▸ Document extract:

============

This person is describing a tenet of cognitive behavioral theory, that it’s important to alter one’s behavior, and then become that behavior. His fear was that telling himself all the time how much of an alcoholic he was would only keep him one. This is a criticism some people have of AA, a web of negativity. Some people think that it is designed to foster dependence on AA.
At some point, AA got this reputation as being for conformists. At the very least, a lot of people who are educated, sharp critical thinkers, etc., shy away from what they consider to be clichés and other types of soft thought fostered by AA.
As we’ve established, MM is a bit less structured. It also subscribes to a psychological construct, while AA has very real religious overtones.
Klaw and Humphreys say that, by contrast, people who work with MM “described themselves as individuals who value personal insight and authority over one’s life.”
One member describes the kind of person who makes a good MM participant:
“I feel it needs to be somebody who’s mature enough to take responsibility for their own behavior. And it has to be somebody who doesn’t need absolutes. And somebody who is more thoughtful and is willing to sort of kind of combat the system…”
These are all things to strongly consider.
So, say you’re interested in going forth with it. Do you want to put yourself through an improvised moderation treatment or do you want to do something organized? If you want to have the help of like-minded people there are ways to go. You’ll probably start off interacting with people online, including listservs.
In many areas of the country, you’ll have meetings that you can attend.
The first thing you’ll do when you begin is to become acquainted with the nine steps toward recovery:
- Attend meetings or learn online.
- Abstain from alcoholic beverages for 30 days.
- Examine the affects of drink in your life.
- List priorities in your life.
- Inventory the circumstances under which you drink.
- Learn MM guidelines and ways of moderation
- Set moderate drinking limits and start weekly “small steps”
- Review your progress.
- Make lifestyle changes
So, basically, as you start going through, you’ll begin discussing your progress with your buddies and cohorts.

============

▸ Excerpted data:
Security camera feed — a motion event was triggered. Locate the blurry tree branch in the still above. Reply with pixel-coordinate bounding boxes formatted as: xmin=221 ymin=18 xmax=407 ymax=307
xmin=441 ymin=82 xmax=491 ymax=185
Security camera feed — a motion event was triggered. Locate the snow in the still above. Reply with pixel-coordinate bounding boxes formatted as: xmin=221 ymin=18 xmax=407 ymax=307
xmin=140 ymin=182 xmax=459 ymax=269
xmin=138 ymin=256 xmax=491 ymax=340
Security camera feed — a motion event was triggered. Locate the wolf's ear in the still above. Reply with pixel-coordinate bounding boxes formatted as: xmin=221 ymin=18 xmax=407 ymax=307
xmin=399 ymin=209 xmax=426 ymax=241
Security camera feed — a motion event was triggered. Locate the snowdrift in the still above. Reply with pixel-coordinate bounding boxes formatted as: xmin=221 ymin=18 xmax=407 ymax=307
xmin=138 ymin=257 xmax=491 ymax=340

============

▸ Requirement A: Retype everything from "The first thing" down to "Review your progress." in the passage comparing AA and MM.
▸ Requirement B: Extend the passage comparing AA and MM, picking up after its final sentence.

▸ Output A:
The first thing you’ll do when you begin is to become acquainted with the nine steps toward recovery:
- Attend meetings or learn online.
- Abstain from alcoholic beverages for 30 days.
- Examine the affects of drink in your life.
- List priorities in your life.
- Inventory the circumstances under which you drink.
- Learn MM guidelines and ways of moderation
- Set moderate drinking limits and start weekly “small steps”
- Review your progress.

▸ Output B:
You’ll discuss the MM limits:
- Obey drinking and driving laws.
- Don’t drink in dangerous situations.
- Don’t drink every day.
- Don’t have more than 4 drinks per day (3 for women)
How this adds up to an absence of absolutes is hard to say, but at any rate, you’d get going with these guidelines and discuss these things. According to one story I heard, they sometimes have Ice Cream Thursdays.
Naturally, while there are proponents of MM work, there are also naysayers. One blogger, Kevin Giles, states:
The human brain, like a computer, sends signals back and forth via bioelectric stimuli. When we do drugs and engage in our addiction, it’s like sending a rouge signal through the brains “circuit board” overriding the signals that tell you something’s wrong. Another reason mind-altering substances and addictions are dangerous is because they can set off a chain reaction, where one drink/drug or risky behavior leads to another. Once starting, it’s hard to stop. For most addicts, stopping is impossible so the solution, plain and simple, is to never start. That is why Moderation Management is not for all.
I myself went the route of cold turkey, going to AA for about a year. Elsewhere, you can see my comments on taking charge of one’s own recovery. After three years or so, I took a drink every great once in a while. I haven’t had one in a year, and I’ve never had more than one at once. I never felt much temptation when I had a single glass of wine or champagne. I was nervous, but I mostly thought of it as something I was doing that was foreign and odd.
As always, the choice is yours. Educate yourself, and if you try something and it doesn’t work, swiftly move on to something else, and do so with a plan for success.